WHAT THE EXERCISE ASKS:
Repeat each entry. Keep every line exactly as it is.

----- PROVIDED RECORDS -----

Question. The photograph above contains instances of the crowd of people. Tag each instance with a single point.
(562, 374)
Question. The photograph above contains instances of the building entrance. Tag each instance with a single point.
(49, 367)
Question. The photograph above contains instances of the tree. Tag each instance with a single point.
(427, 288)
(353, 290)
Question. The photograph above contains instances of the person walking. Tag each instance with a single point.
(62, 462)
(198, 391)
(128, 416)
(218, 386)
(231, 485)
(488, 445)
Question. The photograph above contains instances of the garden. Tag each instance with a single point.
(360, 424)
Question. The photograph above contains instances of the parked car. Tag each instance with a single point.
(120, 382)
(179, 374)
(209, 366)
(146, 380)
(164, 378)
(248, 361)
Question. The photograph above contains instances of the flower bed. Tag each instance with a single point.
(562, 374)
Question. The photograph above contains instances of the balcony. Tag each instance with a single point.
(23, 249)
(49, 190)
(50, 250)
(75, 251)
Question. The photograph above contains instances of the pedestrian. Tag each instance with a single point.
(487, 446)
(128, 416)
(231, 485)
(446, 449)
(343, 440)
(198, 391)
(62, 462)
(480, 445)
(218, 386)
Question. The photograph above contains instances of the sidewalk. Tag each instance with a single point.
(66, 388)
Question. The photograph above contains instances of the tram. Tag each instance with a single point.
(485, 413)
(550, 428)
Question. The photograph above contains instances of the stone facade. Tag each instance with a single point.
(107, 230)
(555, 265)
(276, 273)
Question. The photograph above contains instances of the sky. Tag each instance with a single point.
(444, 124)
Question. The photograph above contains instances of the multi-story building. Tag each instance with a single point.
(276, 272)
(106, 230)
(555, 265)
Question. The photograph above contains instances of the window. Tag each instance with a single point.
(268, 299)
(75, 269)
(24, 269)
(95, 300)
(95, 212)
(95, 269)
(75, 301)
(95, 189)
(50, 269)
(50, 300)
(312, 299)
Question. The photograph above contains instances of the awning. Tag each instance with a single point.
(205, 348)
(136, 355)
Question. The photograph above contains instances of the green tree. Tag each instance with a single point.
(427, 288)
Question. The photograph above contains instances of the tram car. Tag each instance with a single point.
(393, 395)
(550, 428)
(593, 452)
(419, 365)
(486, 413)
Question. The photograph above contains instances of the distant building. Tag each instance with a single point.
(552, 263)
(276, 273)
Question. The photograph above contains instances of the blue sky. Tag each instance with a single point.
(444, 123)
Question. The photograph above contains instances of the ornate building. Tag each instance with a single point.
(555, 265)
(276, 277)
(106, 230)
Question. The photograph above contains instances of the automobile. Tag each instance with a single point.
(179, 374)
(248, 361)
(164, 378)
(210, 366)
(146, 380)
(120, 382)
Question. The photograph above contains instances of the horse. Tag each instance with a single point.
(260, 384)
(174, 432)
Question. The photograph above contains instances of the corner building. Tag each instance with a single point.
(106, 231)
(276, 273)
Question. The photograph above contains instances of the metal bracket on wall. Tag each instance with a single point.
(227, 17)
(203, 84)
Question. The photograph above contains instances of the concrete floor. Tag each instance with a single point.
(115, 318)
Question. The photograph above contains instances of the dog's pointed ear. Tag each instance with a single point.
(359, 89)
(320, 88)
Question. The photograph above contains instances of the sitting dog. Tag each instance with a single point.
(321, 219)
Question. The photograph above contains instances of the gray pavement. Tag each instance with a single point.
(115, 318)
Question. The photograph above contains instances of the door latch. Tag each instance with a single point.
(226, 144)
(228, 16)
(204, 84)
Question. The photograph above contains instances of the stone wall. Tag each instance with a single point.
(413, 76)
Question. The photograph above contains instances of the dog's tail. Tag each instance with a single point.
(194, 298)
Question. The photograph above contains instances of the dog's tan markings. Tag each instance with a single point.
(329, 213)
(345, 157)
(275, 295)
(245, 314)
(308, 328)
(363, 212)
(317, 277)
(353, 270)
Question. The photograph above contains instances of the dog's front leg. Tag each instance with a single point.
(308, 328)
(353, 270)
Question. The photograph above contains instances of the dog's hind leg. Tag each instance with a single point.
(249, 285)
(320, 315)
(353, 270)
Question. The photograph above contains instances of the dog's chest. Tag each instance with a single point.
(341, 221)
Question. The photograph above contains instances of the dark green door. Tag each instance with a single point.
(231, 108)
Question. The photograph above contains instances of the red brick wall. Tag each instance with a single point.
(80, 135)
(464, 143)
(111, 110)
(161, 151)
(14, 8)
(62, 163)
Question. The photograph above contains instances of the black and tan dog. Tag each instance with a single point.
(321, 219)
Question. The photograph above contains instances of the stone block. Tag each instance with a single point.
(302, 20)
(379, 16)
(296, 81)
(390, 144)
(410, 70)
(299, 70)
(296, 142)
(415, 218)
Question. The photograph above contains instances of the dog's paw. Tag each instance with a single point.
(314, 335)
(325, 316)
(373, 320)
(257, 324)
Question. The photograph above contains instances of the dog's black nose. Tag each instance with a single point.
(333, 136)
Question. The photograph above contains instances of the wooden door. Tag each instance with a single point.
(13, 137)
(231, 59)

-----

COMPLETED EXERCISE:
Question. The photograph above contains instances of the crowd of people. Tag each instance with a single point.
(562, 374)
Question. The photograph above contains instances of the building entrance. Tag each instance with a single point.
(49, 367)
Question. The photograph above contains instances of the tree. Tag each instance with a single point.
(427, 288)
(353, 290)
Question. The photograph above contains instances of the person walking. Tag each instance with a single point.
(62, 462)
(198, 391)
(128, 416)
(218, 386)
(231, 485)
(488, 445)
Question. The photograph above contains instances of the garden. Tag each instance with a single point.
(360, 424)
Question. The photograph above contains instances of the parked car. Tag each instance with a single point.
(120, 382)
(179, 374)
(209, 366)
(146, 380)
(164, 378)
(248, 361)
Question. The photograph above contains instances of the flower bed. Tag each instance with a single point.
(562, 374)
Question. The photograph above contains instances of the balcony. Tag each instance with a single point.
(23, 249)
(49, 190)
(50, 250)
(75, 251)
Question. The photograph above contains instances of the pedestrian. Tag each instance with a single point.
(487, 446)
(128, 416)
(231, 485)
(446, 449)
(343, 440)
(198, 391)
(62, 462)
(480, 445)
(218, 386)
Question. The photograph above contains instances of the sidewalk. Tag each instance with a single point.
(66, 388)
Question. The photograph above contains instances of the tram. Tag each instance with a single point.
(485, 413)
(550, 428)
Question. The photograph above contains instances of the stone facade. Tag each instance with a single point.
(107, 230)
(555, 265)
(276, 273)
Question. The photograph above contains instances of the sky. Tag each instance with a single point.
(444, 124)
Question. The photograph above contains instances of the multi-story building. Tag each instance with a single point.
(276, 272)
(106, 230)
(555, 265)
Question. The photograph above contains instances of the window. Tag each instance with a single point.
(268, 299)
(75, 269)
(24, 269)
(95, 300)
(95, 212)
(95, 269)
(75, 301)
(95, 189)
(50, 269)
(50, 300)
(312, 299)
Question. The photograph above contains instances of the awning. Tag each instance with a single point.
(205, 348)
(136, 355)
Question. The photograph above contains instances of the green tree. Tag each instance with a single point.
(427, 288)
Question. The photograph above contains instances of the tram car. Tag each instance with a single point.
(393, 395)
(550, 428)
(593, 452)
(419, 365)
(486, 413)
Question. The photograph above contains instances of the distant building. Tag each instance with a single point.
(552, 263)
(276, 273)
Question. The photograph above contains instances of the blue sky. Tag each instance with a single point.
(444, 123)
Question. The photograph above contains instances of the ornate building. Tag each instance with a single point.
(555, 265)
(276, 277)
(106, 230)
Question. The photograph above contains instances of the automobile. Tag each instance with a single point.
(179, 374)
(248, 361)
(164, 378)
(210, 366)
(146, 380)
(120, 382)
Question. The photograph above contains instances of the horse. Tag each instance with a single point.
(260, 384)
(174, 432)
Question. The photograph above contains instances of the corner building. Tag each instance with a single point.
(106, 231)
(276, 273)
Question. The photograph above contains instances of the metal bracket on wall. Tag each instance with a single point.
(227, 17)
(203, 84)
Question. The photograph above contains instances of the concrete floor. Tag each instance with a single point.
(115, 318)
Question. The photograph above contains instances of the dog's pointed ear. Tag each instance with a single point.
(359, 89)
(320, 88)
Question. The photograph above contains instances of the sitting dog. Tag each instance with a single point.
(321, 219)
Question. The photograph above contains instances of the gray pavement. Tag each instance with a single point.
(115, 318)
Question. The photograph above contains instances of the door latch. Tag each instance with a single point.
(226, 144)
(228, 16)
(204, 84)
Question. The photograph above contains instances of the stone wall. Tag each instance with a single point.
(413, 76)
Question. The photograph above contains instances of the dog's tail. Tag each instance with a single point.
(194, 298)
Question. The photograph above contains instances of the dog's tan markings. Tag each instance with a single point.
(329, 213)
(345, 157)
(275, 295)
(245, 314)
(308, 328)
(363, 212)
(317, 277)
(353, 270)
Question. The photograph above contains instances of the dog's front leg. Tag each instance with a single point.
(308, 328)
(353, 270)
Question. The photograph above contains instances of the dog's hind leg. Tag each instance with a single point.
(249, 285)
(320, 315)
(353, 270)
Question. The photograph above contains instances of the dog's chest. Tag each instance with a single point.
(341, 221)
Question. The photograph above contains instances of the dark green door. Tag each instance with a single point.
(231, 108)
Question. The photograph above contains instances of the red brick wall. Tag each instance with a single point.
(80, 135)
(464, 143)
(111, 110)
(161, 151)
(14, 8)
(62, 163)
Question. The photograph above contains instances of the black and tan dog. Tag each instance with a single point.
(321, 219)
Question. The photograph above contains instances of the stone block. Tag each instance with a single point.
(302, 20)
(379, 16)
(296, 81)
(390, 144)
(410, 70)
(299, 70)
(296, 142)
(415, 218)
Question. The photograph above contains instances of the dog's paw. Tag each instance with a single point.
(314, 335)
(325, 316)
(373, 320)
(257, 324)
Question. The photograph above contains instances of the dog's black nose. Tag each instance with a single point.
(333, 136)
Question. The photograph above contains instances of the wooden door. Tag each instance with a single point.
(13, 137)
(231, 59)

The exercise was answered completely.